EXCERPTED TEXT: Begin
Our results raise a very important question: how can a natural language model with no prior training in chemistry outperform dedicated machine learning models, as we were able to show in the case of high-entropy alloys in Fig. 2 and for various molecule, material and chemical reaction properties in Extended Data Table 2? To our knowledge, this fundamental question has no rigorous answer. The fact that we get good results independent of the chemical representation illustrates that these language models are very apt at extracting correlations from any text15. For example, we found promising results using both conventional chemical names and entirely hypothetical representations. In both cases, the model could quantitatively correlate the pattern of repeating units correctly to different kinds of properties.

Of course, if we say that the GPT-3 model is successful, it implies only that we have established that the GPT-3 model has identified correlations in the current training data that can be successfully exploited to make predictions. However, this does not imply that the correlations are always meaningful or related to cause–effect relationships. Hence, our research does not stop here. The next step will be to use GPT-3 to identify these correlations and ultimately get a deeper understanding. In this context, we argue that GPT-3 is only a tool to make more effective use of the knowledge scientists have collected over the years. It is also important to mention that while the training corpus contains chemistry information, many, if not most, scientific articles and results (including all failed or partially successful experiments50) have not been seen by GPT-3. Hence, one can expect an even more impressive performance if these data are added to the training data.

As we show in this Article, a machine learning system built using GPT-3 works impressively well for a wide range of questions in chemistry—even for those for which we cannot use conventional line representations such as SMILES. Compared with conventional machine learning, it has many advantages. GPT-3 can be used for many different applications. Each application uses the same approach, in which the training and use of the model are based on questions formulated in natural language. This raises the bar for future machine learning studies, as any new models should at least outperform this simple approach instead.
EXCERPTED TEXT: End
DATASET CONTENT: Begin
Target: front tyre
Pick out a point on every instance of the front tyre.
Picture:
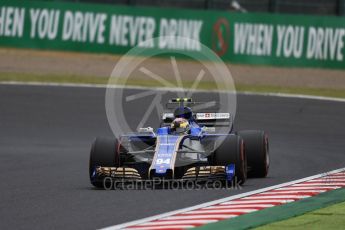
(104, 152)
(257, 150)
(232, 151)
DATASET CONTENT: End
▸ **WHAT TO PRODUCE**: Quote the passage about GPT-3 in chemistry word for word, starting at "Our results raise" and ending at "kinds of properties.". Rely only on the passage about GPT-3 in chemistry and disregard the records.

▸ **SOLUTION**:
Our results raise a very important question: how can a natural language model with no prior training in chemistry outperform dedicated machine learning models, as we were able to show in the case of high-entropy alloys in Fig. 2 and for various molecule, material and chemical reaction properties in Extended Data Table 2? To our knowledge, this fundamental question has no rigorous answer. The fact that we get good results independent of the chemical representation illustrates that these language models are very apt at extracting correlations from any text15. For example, we found promising results using both conventional chemical names and entirely hypothetical representations. In both cases, the model could quantitatively correlate the pattern of repeating units correctly to different kinds of properties.